**What you need to do:**
(a) Which regulator proposed the new rule described in the article on fossil fuel lending?
(b) Rewrite the passage of the article on fossil fuel lending from "US aims to put" to "the local economy.", substituting "Alaskan lawmakers" for "Alaskan politicians".
(c) Render this sentence from the article on fossil fuel lending in French: "The Office of the Comptroller of the Currency said its rule would require banks to offer services equitably based on impartial risk analysis, rather than for political reasons."

**Text for analysis:**
▬▬▬▬▬▬
US aims to put pressure on banks to keep up fossil fuel lending

US banks that decide to stop lending to fossil fuel businesses could face penalties unless they can demonstrate they are doing so because of purely financial concerns, under a new rule proposed by the outgoing Trump administration.

The Office of the Comptroller of the Currency said its rule would require banks to offer services equitably based on impartial risk analysis, rather than for political reasons.

The banking regulator’s move is the latest in a series of administration attempts to push back against the advancing ESG movement, which argues environmental, social and governance factors should be taken into account in investment decisions.

The rule stems in part from complaints by Alaskan politicians who said banks’ decisions to stop lending to new oil and gas projects in the Arctic have been hurting the local economy.

In the past 12 months, banks including Goldman Sachs, JPMorgan Chase, TD Bank and Deutsche Bank have said they will no longer finance new drilling projects in the region, according to the Sierra Club, an environmental advocacy group.
▬▬▬▬▬▬
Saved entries
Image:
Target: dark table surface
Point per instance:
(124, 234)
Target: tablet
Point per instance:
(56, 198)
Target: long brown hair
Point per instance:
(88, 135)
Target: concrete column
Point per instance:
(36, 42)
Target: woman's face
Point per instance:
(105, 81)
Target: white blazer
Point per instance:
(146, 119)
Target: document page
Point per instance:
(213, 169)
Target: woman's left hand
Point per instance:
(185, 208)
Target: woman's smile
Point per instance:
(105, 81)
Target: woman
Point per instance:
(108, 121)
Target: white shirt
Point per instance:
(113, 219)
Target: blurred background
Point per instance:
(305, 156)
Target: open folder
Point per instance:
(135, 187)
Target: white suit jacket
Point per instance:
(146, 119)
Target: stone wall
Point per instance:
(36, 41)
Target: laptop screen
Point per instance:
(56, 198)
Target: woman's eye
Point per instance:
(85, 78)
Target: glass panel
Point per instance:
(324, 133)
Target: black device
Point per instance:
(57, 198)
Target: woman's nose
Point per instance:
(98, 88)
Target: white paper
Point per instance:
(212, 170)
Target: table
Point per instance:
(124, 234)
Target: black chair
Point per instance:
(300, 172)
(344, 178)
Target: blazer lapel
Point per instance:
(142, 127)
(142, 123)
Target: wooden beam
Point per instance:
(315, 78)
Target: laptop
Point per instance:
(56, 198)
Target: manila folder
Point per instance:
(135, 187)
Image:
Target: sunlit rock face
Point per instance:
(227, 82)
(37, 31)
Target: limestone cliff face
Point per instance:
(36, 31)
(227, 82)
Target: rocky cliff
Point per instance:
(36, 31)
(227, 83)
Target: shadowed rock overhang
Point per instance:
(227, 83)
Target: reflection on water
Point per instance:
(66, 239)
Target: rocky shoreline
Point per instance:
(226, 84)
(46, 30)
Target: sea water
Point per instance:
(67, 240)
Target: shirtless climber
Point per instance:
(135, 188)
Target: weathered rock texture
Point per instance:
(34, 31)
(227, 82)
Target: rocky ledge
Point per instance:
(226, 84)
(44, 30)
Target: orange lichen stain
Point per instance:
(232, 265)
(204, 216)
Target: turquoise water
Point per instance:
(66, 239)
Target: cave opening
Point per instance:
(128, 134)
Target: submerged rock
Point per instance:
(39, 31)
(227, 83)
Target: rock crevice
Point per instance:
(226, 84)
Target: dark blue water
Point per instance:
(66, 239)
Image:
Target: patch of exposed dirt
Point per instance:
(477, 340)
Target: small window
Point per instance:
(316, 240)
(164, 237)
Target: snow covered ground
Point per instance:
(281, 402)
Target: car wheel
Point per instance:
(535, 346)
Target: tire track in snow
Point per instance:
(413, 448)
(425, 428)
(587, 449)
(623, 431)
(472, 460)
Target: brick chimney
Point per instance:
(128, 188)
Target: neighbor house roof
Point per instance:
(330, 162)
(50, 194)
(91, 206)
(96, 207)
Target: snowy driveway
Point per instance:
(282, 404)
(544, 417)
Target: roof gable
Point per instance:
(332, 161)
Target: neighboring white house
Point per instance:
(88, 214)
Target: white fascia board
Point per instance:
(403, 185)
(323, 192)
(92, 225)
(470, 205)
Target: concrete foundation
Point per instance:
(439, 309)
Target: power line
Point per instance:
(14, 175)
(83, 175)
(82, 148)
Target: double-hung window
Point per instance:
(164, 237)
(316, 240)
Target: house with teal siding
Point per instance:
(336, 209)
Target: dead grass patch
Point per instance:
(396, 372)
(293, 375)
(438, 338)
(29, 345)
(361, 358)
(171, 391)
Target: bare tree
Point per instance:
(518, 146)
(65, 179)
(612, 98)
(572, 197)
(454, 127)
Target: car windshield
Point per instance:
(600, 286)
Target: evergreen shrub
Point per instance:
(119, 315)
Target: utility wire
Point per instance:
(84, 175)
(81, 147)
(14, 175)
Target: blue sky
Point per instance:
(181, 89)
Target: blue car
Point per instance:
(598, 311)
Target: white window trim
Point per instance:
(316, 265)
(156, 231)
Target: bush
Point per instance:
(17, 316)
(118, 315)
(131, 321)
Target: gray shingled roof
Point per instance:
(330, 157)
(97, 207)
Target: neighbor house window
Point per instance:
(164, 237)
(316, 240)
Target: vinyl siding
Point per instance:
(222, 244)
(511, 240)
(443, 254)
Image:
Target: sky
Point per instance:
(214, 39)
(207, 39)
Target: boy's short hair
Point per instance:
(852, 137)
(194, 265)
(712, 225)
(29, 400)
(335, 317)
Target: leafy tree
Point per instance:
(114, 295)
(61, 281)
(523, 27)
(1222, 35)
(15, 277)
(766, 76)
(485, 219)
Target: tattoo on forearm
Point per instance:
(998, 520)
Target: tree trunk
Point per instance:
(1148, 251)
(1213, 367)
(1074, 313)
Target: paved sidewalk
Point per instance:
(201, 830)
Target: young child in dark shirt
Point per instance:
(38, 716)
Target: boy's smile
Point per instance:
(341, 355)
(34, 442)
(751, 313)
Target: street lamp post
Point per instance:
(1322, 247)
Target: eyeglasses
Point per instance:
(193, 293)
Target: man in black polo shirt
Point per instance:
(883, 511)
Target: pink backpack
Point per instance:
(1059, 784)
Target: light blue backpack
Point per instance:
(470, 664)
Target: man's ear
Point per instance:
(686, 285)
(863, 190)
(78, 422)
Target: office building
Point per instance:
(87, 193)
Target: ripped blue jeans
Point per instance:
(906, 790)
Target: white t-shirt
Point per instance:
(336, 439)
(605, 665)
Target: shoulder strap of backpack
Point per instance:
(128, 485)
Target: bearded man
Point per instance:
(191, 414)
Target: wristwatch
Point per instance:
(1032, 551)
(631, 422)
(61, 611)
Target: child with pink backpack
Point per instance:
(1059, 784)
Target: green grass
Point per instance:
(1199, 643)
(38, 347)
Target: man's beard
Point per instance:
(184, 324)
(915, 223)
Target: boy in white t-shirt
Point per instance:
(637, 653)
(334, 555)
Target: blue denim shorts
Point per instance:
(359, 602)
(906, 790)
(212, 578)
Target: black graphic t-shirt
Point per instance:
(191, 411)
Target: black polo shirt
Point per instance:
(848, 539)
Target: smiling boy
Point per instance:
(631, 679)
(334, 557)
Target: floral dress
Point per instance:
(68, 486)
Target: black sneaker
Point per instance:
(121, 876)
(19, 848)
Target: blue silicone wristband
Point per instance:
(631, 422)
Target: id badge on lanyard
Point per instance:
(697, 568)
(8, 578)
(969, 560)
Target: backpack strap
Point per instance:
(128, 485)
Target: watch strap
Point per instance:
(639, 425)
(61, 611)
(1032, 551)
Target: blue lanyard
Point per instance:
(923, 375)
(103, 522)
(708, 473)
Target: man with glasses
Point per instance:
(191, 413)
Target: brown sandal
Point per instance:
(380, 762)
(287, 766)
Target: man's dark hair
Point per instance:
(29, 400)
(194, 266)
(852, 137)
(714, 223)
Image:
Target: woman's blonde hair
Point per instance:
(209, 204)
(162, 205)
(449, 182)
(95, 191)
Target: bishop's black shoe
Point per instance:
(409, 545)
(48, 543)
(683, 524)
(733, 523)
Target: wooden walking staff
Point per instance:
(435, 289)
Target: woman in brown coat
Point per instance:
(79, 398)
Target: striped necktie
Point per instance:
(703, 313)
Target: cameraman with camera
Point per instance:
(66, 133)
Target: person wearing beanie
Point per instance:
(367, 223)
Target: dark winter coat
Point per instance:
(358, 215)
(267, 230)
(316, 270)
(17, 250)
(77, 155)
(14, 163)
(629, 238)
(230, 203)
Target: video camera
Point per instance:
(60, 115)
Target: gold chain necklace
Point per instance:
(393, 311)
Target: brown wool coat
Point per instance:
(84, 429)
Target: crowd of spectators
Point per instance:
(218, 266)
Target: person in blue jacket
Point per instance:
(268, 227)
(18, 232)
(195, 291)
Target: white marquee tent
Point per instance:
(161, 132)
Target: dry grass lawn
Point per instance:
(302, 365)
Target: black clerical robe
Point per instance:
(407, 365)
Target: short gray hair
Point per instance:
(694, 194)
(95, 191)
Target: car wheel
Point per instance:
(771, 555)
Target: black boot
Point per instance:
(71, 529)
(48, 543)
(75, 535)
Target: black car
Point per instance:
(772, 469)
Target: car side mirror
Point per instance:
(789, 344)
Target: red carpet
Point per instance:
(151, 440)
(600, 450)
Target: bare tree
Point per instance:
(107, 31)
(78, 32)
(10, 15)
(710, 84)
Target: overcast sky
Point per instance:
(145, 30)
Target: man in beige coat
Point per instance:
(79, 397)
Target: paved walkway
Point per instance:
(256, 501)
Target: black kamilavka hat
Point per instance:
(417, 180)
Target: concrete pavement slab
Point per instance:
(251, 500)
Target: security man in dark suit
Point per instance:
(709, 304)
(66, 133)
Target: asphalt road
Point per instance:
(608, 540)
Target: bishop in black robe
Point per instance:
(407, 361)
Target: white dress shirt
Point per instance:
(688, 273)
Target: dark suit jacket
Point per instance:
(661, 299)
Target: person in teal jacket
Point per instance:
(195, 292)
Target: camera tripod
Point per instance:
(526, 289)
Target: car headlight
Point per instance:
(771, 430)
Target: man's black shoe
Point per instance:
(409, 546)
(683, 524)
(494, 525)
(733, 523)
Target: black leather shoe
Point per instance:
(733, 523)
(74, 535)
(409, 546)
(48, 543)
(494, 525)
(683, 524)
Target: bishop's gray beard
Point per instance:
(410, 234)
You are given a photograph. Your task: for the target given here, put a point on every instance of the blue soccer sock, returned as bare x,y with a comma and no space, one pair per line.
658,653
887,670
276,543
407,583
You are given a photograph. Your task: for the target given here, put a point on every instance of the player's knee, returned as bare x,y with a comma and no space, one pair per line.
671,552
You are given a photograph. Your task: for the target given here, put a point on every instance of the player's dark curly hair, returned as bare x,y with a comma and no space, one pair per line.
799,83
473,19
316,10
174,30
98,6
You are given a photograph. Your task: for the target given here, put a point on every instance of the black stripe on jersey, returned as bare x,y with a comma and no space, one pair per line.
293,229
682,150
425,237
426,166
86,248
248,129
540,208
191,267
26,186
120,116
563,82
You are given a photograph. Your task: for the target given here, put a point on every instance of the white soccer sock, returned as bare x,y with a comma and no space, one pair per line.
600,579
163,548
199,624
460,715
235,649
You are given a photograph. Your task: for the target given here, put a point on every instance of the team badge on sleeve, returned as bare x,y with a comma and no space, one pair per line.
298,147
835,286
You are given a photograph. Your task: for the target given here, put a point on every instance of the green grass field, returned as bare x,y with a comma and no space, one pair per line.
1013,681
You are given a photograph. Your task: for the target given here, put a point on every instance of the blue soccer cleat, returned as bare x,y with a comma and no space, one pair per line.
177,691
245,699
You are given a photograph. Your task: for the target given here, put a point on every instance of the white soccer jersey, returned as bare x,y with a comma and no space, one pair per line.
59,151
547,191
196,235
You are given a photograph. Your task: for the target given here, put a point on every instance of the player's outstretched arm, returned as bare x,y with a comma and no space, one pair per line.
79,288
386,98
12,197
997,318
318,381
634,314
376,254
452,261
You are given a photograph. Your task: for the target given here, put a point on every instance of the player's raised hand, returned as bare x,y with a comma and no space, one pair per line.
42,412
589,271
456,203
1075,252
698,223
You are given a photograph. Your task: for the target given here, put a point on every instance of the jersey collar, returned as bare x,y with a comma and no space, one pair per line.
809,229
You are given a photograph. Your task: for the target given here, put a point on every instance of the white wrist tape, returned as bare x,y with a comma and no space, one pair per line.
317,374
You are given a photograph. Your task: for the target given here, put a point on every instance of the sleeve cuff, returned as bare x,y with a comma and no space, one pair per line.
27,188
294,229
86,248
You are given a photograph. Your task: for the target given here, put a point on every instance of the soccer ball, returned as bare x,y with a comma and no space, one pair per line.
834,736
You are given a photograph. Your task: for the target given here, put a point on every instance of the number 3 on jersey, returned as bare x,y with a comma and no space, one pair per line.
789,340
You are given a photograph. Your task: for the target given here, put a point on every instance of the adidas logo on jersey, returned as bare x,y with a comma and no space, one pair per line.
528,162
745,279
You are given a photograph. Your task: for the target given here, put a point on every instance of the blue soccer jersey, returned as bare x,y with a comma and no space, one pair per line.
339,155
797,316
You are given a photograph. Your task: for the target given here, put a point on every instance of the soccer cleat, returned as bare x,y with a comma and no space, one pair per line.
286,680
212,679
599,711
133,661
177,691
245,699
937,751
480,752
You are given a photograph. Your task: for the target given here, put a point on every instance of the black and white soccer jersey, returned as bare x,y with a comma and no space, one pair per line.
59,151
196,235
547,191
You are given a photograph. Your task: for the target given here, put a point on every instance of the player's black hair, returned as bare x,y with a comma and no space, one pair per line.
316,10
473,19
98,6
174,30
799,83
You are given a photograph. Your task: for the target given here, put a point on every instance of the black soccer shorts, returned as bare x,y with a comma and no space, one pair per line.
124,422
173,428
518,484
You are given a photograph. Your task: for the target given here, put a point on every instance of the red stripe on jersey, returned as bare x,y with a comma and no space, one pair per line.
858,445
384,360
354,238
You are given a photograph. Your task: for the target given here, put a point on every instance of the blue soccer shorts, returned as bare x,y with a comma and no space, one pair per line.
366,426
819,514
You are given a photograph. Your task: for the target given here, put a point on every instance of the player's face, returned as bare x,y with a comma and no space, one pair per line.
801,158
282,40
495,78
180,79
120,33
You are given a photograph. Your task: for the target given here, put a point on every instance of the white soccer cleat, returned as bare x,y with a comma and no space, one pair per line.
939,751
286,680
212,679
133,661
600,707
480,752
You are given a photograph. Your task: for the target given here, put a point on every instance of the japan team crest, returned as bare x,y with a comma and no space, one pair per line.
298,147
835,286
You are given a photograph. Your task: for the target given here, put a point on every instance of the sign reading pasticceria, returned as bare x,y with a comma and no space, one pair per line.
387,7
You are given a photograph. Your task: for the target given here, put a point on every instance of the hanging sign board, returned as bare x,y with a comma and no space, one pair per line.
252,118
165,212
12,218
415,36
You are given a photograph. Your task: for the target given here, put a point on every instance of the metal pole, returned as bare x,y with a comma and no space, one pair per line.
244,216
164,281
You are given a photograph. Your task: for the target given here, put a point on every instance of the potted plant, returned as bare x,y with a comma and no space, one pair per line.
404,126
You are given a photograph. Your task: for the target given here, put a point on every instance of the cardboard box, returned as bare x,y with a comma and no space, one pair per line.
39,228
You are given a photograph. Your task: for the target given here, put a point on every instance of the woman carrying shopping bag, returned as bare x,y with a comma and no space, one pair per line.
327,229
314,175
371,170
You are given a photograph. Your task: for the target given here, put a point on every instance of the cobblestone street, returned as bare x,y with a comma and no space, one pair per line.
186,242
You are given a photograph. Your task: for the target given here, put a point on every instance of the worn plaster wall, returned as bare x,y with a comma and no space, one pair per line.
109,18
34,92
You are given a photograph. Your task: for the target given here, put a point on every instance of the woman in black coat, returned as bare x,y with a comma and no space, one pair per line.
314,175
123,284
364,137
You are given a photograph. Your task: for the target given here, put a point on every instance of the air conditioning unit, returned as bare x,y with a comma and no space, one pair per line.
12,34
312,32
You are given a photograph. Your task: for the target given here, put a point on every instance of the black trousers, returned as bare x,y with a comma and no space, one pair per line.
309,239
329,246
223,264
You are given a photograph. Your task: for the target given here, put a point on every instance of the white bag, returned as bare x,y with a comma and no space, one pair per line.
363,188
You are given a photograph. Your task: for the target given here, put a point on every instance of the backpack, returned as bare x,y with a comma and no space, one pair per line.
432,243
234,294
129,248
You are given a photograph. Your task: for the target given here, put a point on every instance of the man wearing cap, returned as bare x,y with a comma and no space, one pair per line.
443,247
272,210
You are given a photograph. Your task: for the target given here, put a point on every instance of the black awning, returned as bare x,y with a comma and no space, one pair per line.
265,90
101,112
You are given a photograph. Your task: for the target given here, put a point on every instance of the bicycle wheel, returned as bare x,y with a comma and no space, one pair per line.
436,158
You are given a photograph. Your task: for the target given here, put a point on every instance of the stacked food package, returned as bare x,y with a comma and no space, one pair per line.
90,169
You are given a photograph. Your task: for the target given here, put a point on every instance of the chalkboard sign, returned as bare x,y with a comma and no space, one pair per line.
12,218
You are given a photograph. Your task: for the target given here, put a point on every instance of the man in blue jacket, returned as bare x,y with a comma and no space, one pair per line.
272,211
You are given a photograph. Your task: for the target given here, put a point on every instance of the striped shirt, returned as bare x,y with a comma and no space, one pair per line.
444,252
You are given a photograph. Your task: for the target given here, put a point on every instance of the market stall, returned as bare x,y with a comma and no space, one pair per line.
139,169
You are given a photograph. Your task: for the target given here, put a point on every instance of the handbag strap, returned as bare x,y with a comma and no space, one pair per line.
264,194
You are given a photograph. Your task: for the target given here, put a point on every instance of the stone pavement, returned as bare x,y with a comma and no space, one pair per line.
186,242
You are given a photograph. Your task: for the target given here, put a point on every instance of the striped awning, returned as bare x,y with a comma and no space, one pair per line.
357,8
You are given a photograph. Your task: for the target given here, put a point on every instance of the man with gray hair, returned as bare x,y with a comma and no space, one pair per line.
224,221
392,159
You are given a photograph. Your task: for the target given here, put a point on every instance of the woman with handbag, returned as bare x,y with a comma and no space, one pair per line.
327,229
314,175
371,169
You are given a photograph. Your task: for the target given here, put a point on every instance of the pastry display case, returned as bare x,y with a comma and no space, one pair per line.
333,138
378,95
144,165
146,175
▬▬▬▬▬▬
**Answers for this exercise:**
(a) The Office of the Comptroller of the Currency.

(b)
US aims to put pressure on banks to keep up fossil fuel lending

US banks that decide to stop lending to fossil fuel businesses could face penalties unless they can demonstrate they are doing so because of purely financial concerns, under a new rule proposed by the outgoing Trump administration.

The Office of the Comptroller of the Currency said its rule would require banks to offer services equitably based on impartial risk analysis, rather than for political reasons.

The banking regulator’s move is the latest in a series of administration attempts to push back against the advancing ESG movement, which argues environmental, social and governance factors should be taken into account in investment decisions.

The rule stems in part from complaints by Alaskan lawmakers who said banks’ decisions to stop lending to new oil and gas projects in the Arctic have been hurting the local economy.

(c) L'Office of the Comptroller of the Currency a déclaré que sa règle obligerait les banques à offrir leurs services de manière équitable, sur la base d'une analyse impartiale des risques, plutôt que pour des raisons politiques.